BEGIN DATA EXTRACTS

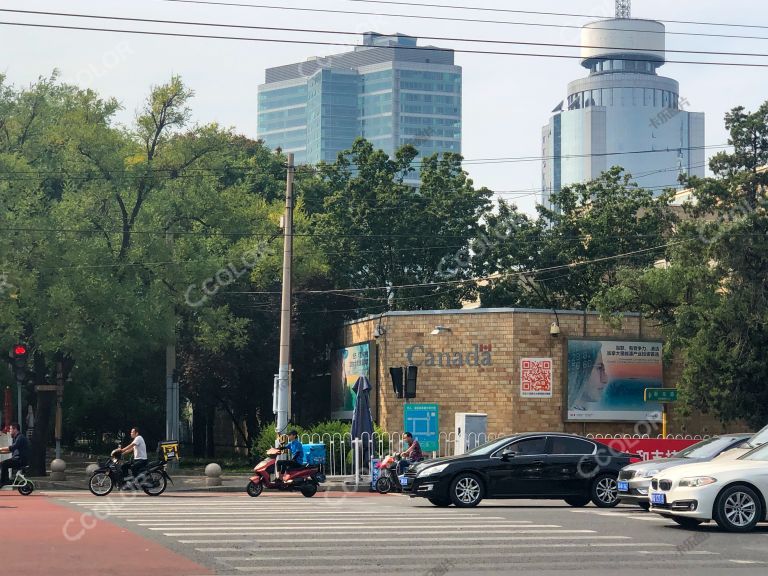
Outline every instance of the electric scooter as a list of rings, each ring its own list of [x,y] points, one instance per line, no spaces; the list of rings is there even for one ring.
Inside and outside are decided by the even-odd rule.
[[[136,478],[126,476],[120,463],[122,454],[113,450],[108,460],[99,460],[99,467],[88,479],[88,489],[94,496],[106,496],[114,488],[121,490],[140,488],[148,496],[160,496],[168,482],[173,482],[165,470],[163,460],[149,462]]]
[[[24,466],[20,470],[16,470],[16,476],[13,478],[13,482],[6,484],[0,490],[18,490],[22,496],[29,496],[35,490],[35,485],[32,480],[28,480],[24,476],[24,472],[29,469],[29,466]]]
[[[306,498],[312,498],[317,494],[317,487],[325,482],[325,474],[320,466],[307,464],[302,468],[292,468],[279,476],[272,477],[272,474],[276,472],[277,457],[280,453],[281,450],[270,448],[267,451],[267,457],[256,464],[251,481],[246,487],[248,495],[256,498],[261,495],[264,488],[301,492]]]
[[[390,454],[376,465],[381,470],[381,476],[376,480],[376,491],[379,494],[403,491],[400,476],[397,475],[397,466],[402,459],[400,454]]]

END DATA EXTRACTS

● **AIM OF THE EXERCISE**
All that is wanted is an exact copy of the lines from the line holding "Inside and outside" through the end of the material above, including both.

● **ANSWER SECTION**
Inside and outside are decided by the even-odd rule.
[[[136,478],[126,476],[120,463],[122,454],[113,450],[108,460],[99,460],[99,467],[88,479],[88,489],[94,496],[106,496],[114,488],[121,490],[140,488],[148,496],[160,496],[168,482],[173,482],[165,470],[163,460],[149,462]]]
[[[24,466],[20,470],[16,470],[16,476],[13,478],[13,482],[6,484],[0,490],[18,490],[22,496],[29,496],[35,490],[35,485],[32,480],[28,480],[24,476],[24,472],[29,469],[29,466]]]
[[[306,498],[312,498],[317,494],[317,487],[325,482],[325,474],[320,466],[307,464],[302,468],[292,468],[279,476],[272,477],[272,474],[276,472],[277,457],[280,453],[281,450],[270,448],[267,451],[267,457],[256,464],[251,481],[246,487],[248,495],[256,498],[261,495],[264,488],[301,492]]]
[[[390,454],[376,465],[381,470],[381,476],[376,480],[376,491],[379,494],[403,491],[400,476],[397,475],[397,466],[402,459],[400,454]]]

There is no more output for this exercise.